§ **SUPPLIED TEXT**
┌────────

In the reverse direction, suppose $\pi$ has the stated property. I claim that $p = (\pi)$. Let $f$ be a nonzero element of $p$; we must show that $f$ is a multiple of $\pi$. Since $R$ is a noetherian domain, $\bigcap p^n = (0)$, so there is some $n$ for which $f \in p^n \setminus p^{n+1}$. Thus, $f = \pi_1 \pi_2 \cdots \pi_n$ where each $\pi_i \in p \setminus p^2$, and is thus a uniformizer. By the hypothesis, each $\pi_i$ is of the form $s_i \pi$, so $f = (\prod s_i) \pi^n$. We have shown that $\pi$ divides $f$.

A Krull domain has all height one primes principal iff it is a UFD. A normal noetherian domain is Krull. Thus, your condition holds for all height one primes if and only if $R$ is a UFD.

└────────

(A block of data)
┌────────

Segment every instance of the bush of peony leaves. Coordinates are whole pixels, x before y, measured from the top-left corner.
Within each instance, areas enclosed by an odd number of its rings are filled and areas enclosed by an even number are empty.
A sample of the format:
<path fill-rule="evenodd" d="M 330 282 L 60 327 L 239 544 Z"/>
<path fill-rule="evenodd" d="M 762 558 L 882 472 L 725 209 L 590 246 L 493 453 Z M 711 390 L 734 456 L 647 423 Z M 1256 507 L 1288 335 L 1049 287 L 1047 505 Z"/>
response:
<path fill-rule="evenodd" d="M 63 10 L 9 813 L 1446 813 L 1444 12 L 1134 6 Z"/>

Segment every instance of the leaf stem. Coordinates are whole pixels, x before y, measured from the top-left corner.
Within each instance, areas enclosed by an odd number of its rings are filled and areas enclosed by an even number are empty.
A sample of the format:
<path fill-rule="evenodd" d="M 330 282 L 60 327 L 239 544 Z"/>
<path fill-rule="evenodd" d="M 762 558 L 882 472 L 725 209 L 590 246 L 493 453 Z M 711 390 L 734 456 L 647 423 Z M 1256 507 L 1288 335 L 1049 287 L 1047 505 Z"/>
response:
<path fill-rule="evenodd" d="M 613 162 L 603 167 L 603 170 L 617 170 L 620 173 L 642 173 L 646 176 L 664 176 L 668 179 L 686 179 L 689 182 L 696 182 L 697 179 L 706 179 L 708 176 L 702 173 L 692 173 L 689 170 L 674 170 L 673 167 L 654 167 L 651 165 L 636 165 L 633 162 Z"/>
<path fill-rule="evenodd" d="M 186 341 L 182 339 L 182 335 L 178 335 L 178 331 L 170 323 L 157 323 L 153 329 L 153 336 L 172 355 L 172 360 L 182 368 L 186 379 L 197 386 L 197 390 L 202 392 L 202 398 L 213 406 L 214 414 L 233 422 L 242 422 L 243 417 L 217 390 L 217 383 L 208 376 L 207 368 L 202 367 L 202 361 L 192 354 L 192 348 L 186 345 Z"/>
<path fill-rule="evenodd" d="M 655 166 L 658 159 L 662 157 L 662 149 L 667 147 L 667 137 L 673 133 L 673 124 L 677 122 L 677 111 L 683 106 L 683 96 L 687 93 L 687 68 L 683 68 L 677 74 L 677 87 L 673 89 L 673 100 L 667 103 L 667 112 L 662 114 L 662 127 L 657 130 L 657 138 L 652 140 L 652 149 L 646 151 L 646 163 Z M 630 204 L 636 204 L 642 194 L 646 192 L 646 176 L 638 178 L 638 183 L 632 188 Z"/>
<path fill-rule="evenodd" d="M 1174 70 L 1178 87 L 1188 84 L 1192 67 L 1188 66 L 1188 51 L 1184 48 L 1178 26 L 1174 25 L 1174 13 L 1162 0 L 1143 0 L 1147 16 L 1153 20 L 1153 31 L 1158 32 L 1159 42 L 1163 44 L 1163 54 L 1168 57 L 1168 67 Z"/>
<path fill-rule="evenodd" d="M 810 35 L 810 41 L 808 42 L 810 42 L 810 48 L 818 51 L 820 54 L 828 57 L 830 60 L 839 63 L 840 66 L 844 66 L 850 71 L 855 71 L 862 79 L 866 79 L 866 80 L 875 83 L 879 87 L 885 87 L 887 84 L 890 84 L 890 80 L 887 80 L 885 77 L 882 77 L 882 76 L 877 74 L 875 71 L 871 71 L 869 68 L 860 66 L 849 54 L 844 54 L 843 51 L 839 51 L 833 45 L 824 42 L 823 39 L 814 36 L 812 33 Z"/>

└────────

§ **THE TASKS**
1: Based on the passage on Krull domains, say yes or no to each statement and quote the words that decide it: (a) a normal noetherian domain is Krull; (b) each $\pi_i$ lies in $p^2$; (c) the fact that $R$ is a noetherian domain is used to conclude that the intersection of the powers of $p$ is zero.
2: In the listing, swap "instance" for "object" from the line with "Segment every instance of the leaf" to the line with "613 162 L 603", leaving everything else unchanged, and give back only those lines.

§ **ANSWERS TO THE PROBLEMS**
1:
(a) Yes: "A normal noetherian domain is Krull."
(b) No: "where each $\pi_i \in p \setminus p^2$, and is thus a uniformizer"
(c) Yes: "Since $R$ is a noetherian domain, $\bigcap p^n = (0)$"

2:
Segment every object of the leaf stem. Coordinates are whole pixels, x before y, measured from the top-left corner.
Within each object, areas enclosed by an odd number of its rings are filled and areas enclosed by an even number are empty.
A sample of the format:
<path fill-rule="evenodd" d="M 330 282 L 60 327 L 239 544 Z"/>
<path fill-rule="evenodd" d="M 762 558 L 882 472 L 725 209 L 590 246 L 493 453 Z M 711 390 L 734 456 L 647 423 Z M 1256 507 L 1288 335 L 1049 287 L 1047 505 Z"/>
response:
<path fill-rule="evenodd" d="M 613 162 L 603 167 L 603 170 L 617 170 L 620 173 L 642 173 L 646 176 L 664 176 L 668 179 L 686 179 L 689 182 L 696 182 L 697 179 L 706 179 L 708 176 L 702 173 L 692 173 L 689 170 L 674 170 L 673 167 L 654 167 L 651 165 L 636 165 L 633 162 Z"/>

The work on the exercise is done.